## BRIEF A
Answer the following from the essay on the self-help industry:
(i) What car does the writer drive?
(ii) What work does the writer get stuck doing?
(iii) Whom does the writer thank?
## BRIEF B
Write the next part of the essay on the self-help industry, starting after its final sentence.

## SUPPLIED PASSAGE
= Beginning of Section =

Has anyone else wondered about the self help industry? I see a large number of wealthy white guys selling programs for us to improve our lives. I see a lot of wealthy white guys running off to the Cayman Islands to deposit large checks hidden behind corporate "bodies." I mean really, who is going to put "Enron" in jail, or "Global Crossing," or "Arthur Anderson?"
Who pays? We do. Oh yes, I do admit my jealousy. Like Mrs. Lay, I too would like to have so much that when I want to get rid of a few things I would have to do as she and open my own store. I would love for a man to buy me a white Caddilac SUV with Blue velor interior, "Here honey," as he hands me the keys, "I got this for you as a token of my love." To the Devil with the Diamonds!. But no, I get stuck doing data entry and having my ideas dismissed. My 1987 Ford Taurus Wagon works and so I must assume it is the perfect car for me.
At one time I came to a point in my life where I had to join a recovery group. I was a sloshed sister. The recovery literature was he/him focused. God was a man (no more! Thank you Starhawk). Some recovery and new age types will tell me that I am perfect just the way I am. Then why is it necessary to go out and buy Spiritual self help programs? I am perfect just the way I am.

= End of Section =

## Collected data
= Beginning of Section =

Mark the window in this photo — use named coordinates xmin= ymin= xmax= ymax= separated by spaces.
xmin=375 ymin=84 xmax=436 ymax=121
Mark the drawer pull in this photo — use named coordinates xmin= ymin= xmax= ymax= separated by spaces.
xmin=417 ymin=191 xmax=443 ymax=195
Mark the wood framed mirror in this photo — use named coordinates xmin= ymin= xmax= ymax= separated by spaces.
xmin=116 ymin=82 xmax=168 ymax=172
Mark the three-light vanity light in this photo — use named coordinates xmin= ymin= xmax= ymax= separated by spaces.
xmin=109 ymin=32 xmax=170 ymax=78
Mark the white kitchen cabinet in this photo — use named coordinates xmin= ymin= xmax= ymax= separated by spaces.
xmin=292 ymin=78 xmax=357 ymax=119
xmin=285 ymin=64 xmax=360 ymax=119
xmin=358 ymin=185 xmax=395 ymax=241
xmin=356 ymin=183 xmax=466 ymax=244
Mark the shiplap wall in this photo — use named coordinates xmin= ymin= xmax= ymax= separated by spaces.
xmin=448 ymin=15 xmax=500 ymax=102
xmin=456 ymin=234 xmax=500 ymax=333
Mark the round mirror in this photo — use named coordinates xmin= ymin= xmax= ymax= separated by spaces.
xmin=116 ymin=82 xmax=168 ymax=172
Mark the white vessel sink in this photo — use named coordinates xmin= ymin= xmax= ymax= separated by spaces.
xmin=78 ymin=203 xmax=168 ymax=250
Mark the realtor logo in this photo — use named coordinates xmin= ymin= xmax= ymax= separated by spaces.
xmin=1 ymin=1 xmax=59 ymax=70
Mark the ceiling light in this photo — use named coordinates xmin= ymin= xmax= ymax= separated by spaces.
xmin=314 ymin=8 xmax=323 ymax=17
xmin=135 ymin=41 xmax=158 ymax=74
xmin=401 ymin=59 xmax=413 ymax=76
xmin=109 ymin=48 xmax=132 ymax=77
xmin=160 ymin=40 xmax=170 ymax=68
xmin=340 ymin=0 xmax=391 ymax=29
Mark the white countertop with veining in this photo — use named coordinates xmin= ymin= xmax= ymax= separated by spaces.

= End of Section =

## EXERCISE ANSWER A
(i) A 1987 Ford Taurus Wagon
(ii) Data entry
(iii) Starhawk

## EXERCISE ANSWER B
Yet sometimes I am caught in the youth worship thing. I mean I do not have that "Victoria's Secrets" body (are stretch marks art?) and I am always getting caught up in worrying over my weight. Scientists say diets cause muscle loss, and the weight comes right back. Exercise works but with three jobs and trying to improve myself for those golden jingles of coinage that make greater privilege possible, there is precious little time for exercise. But then am I not perfect just the way I am? Yes!
Okay so I am getting older. Divorce cleared away the dead wood, but left precious little intimacy (if there ever was any). My boys are grown and doing their things, I am proud of them, even though they inherited the family disease. Older doesn't make for a "Secrets" Girl anymore either. And still, I am perfect just the way I am.
There is light at the end of the tunnel. I don't have to go out in public in a sack from head to toe. If we love and cooperate we are told we will eventually win out over sepratism, hatred, and evil, because we are perfect just the way we are.
How do I know? The Goddess told me so.